Pull out each line of the records below that contains the string "flower". Case counts.

[A run of records]
┏━━

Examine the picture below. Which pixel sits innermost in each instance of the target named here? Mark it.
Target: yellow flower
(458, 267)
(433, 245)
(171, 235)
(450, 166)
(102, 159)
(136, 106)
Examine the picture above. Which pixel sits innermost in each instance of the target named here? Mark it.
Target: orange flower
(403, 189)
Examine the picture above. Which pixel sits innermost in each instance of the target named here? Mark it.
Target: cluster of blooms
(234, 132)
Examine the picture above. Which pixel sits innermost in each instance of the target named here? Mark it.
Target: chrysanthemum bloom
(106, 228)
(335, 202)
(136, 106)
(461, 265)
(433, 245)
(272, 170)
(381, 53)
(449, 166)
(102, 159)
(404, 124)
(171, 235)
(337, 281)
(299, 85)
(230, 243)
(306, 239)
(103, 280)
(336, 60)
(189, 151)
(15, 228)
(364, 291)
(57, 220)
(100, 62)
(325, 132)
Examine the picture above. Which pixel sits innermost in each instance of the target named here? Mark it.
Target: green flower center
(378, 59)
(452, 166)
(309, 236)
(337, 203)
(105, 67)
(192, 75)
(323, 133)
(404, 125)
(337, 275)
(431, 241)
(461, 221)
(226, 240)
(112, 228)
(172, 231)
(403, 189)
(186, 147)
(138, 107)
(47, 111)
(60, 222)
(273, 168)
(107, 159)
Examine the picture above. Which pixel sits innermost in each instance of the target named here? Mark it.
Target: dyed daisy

┗━━

SOLUTION:
Target: yellow flower
Target: orange flower
Target: green flower center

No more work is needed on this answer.